DIRECTIONS:
Repeat the SEU flip-flop article from "Triple modular redundancy" to "cannot be corrected.", switching "voter" to "arbiter".

TEXT SEGMENT:
▼▼▼

SEU Hardened D Flip-Flop Design with Low Area Overhead

Abstract

D flip-flop (DFF) is the basic unit of sequential logic in digital circuits. However, because of an internal cross-coupled inverter pair, it can easily appear as a single event upset (SEU) when hit by high-energy particles, resulting in the error in the value stored in the flip-flop. On this basis, a new structure D flip-flop is proposed in this paper. This flip-flop uses an asymmetric scheme in which the master–slave latch adopts different hardening structures. By sacrificing circuit speed in exchange for stronger SEU fortification capability, the SEU threshold of this structure is improved by 10 times compared to traditional D flip-flops. It has also been compared with Dual Interlocked Storage Elements (DICEs), and it saves the area cost of six transistors compared to the DICE structure. Under the same operating conditions, the average power consumption and peak power consumption are, respectively, 9.8% and 18.8% lower than those of the DICE circuit, making it suitable for soft radiation environments where high circuit speed is not a critical requirement.

1. Introduction

Digital integrated circuits are widely used today, and D flip-flop (DFF) is the basic unit of sequential logic in digital circuits. However, because there is a cross-coupled inverter [1] similar to SRAM inside the flip-flop, if the sensitive node collects a certain charge when it is hit by particles, it will cause the internal stored value to flip [2]. In addition, with the development of manufacturing process technology, the feature size and operating voltage of the device are gradually reduced, and the probability of single event upset (SEU) in the device is also increasing [3]. The occurrence of SEU means that the value stored in the flip-flop is wrong at this time. If the error is read by the system, it may cause the system to crash. Therefore, in order to improve the reliability of the circuit, we need to protect against possible SEU.

Triple modular redundancy (TMR) is a commonly used protection method [4,5,6], which makes three copies of sensitive units in the circuit. When one of the units fails, the voter can select the correct value. TMR has a good protection effect against SEU, but it will bring a large area overhead. Error-correcting codes (ECC) are another commonly used SEU hardening method, which is widely used in today’s processors [7,8,9]. The ECC hardening method involves writing the check codes generated by the encoder at the same time as writing data to the storage unit, reading the data and the corresponding check code together when reading, and decoding them to detect and correct the error of the data error. However, the error correction capability of ECC coding is limited, and if a large number of errors occur, it cannot be corrected.

▲▲▲

Coordinate annotation entries:
▼▼▼

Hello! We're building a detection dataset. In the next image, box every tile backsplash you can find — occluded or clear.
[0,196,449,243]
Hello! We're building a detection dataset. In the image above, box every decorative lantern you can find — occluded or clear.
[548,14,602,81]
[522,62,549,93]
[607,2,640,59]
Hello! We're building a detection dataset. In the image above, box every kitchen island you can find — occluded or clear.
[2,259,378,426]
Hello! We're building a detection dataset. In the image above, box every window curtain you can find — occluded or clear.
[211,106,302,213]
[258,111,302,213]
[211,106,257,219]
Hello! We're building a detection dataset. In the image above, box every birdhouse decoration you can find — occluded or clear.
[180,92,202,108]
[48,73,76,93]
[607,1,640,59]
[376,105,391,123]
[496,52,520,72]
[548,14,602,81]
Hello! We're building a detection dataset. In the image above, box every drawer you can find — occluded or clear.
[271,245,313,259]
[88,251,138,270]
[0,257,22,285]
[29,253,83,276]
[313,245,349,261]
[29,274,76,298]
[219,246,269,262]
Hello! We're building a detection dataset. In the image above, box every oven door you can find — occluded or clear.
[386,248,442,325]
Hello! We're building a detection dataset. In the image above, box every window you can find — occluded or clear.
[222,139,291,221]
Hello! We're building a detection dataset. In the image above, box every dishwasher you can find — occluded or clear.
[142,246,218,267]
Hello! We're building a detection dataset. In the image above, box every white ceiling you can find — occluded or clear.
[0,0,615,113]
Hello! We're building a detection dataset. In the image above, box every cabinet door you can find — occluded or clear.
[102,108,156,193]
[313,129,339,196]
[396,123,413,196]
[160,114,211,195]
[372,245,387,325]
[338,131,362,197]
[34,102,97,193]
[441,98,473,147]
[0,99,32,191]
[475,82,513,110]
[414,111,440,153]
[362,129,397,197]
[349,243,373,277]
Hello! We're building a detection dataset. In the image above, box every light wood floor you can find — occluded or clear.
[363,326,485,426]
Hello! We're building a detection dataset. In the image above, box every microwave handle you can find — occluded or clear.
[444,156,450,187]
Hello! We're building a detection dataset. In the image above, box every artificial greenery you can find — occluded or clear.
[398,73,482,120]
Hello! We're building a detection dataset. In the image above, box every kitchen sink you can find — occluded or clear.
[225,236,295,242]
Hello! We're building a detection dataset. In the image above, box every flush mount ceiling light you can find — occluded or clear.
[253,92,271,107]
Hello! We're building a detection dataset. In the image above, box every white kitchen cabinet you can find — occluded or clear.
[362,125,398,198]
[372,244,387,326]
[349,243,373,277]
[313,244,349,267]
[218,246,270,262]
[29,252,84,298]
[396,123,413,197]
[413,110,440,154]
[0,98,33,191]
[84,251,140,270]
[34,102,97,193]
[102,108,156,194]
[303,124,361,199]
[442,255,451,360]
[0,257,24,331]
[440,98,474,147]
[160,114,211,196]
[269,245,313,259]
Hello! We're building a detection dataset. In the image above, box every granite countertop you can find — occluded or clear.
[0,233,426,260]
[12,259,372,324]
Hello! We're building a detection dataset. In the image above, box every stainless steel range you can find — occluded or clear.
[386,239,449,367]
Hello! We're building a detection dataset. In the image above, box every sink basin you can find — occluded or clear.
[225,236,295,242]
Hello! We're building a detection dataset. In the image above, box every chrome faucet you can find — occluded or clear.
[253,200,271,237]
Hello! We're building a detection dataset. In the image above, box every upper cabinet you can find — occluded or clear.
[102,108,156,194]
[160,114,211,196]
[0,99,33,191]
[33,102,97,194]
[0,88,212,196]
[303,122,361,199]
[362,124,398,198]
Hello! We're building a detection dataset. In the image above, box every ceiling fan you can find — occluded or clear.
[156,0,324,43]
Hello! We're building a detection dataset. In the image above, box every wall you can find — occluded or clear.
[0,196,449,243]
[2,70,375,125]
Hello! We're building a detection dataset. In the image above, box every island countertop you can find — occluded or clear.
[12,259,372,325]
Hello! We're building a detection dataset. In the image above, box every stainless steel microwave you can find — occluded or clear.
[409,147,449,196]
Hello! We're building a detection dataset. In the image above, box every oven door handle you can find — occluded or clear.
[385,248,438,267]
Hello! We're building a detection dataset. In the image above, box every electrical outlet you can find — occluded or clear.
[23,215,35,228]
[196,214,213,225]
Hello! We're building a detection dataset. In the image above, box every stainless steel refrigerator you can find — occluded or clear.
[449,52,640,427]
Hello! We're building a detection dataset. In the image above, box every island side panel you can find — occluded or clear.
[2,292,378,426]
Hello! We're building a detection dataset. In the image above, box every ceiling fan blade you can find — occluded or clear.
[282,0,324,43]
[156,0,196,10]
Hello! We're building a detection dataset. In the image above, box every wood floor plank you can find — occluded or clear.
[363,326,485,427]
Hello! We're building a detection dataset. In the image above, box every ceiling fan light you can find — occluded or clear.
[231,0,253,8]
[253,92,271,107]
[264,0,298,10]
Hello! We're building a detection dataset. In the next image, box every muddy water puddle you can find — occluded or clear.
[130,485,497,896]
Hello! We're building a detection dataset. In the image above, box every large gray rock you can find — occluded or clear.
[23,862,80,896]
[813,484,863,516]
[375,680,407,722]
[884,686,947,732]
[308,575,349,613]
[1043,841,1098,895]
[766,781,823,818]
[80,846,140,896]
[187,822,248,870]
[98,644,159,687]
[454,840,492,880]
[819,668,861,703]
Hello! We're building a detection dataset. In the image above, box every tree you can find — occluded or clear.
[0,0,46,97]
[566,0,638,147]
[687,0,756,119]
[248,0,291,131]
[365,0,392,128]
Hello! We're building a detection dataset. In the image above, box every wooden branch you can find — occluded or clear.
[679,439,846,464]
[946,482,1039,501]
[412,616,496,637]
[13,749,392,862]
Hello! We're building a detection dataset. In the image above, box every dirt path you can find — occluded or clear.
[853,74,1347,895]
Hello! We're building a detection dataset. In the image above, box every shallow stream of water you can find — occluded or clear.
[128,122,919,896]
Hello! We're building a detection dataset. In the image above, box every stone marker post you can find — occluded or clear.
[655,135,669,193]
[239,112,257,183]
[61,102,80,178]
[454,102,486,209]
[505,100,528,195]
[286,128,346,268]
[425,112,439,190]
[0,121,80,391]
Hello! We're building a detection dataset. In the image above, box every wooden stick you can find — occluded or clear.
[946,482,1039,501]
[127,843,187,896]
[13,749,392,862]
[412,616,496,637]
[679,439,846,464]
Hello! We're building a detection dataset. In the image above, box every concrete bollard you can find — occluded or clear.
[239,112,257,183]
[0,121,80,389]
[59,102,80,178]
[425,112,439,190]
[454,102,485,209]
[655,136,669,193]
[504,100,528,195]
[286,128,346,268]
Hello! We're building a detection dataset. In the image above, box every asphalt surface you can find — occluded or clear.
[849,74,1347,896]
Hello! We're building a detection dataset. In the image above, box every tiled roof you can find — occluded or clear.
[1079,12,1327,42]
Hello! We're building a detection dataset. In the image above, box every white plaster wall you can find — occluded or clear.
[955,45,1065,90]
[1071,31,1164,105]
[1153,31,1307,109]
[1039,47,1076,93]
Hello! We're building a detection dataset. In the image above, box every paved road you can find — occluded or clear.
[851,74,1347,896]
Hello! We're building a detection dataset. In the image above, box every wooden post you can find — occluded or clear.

▲▲▲

RESULT OF THE TASK:
Triple modular redundancy (TMR) is a commonly used protection method [4,5,6], which makes three copies of sensitive units in the circuit. When one of the units fails, the arbiter can select the correct value. TMR has a good protection effect against SEU, but it will bring a large area overhead. Error-correcting codes (ECC) are another commonly used SEU hardening method, which is widely used in today’s processors [7,8,9]. The ECC hardening method involves writing the check codes generated by the encoder at the same time as writing data to the storage unit, reading the data and the corresponding check code together when reading, and decoding them to detect and correct the error of the data error. However, the error correction capability of ECC coding is limited, and if a large number of errors occur, it cannot be corrected.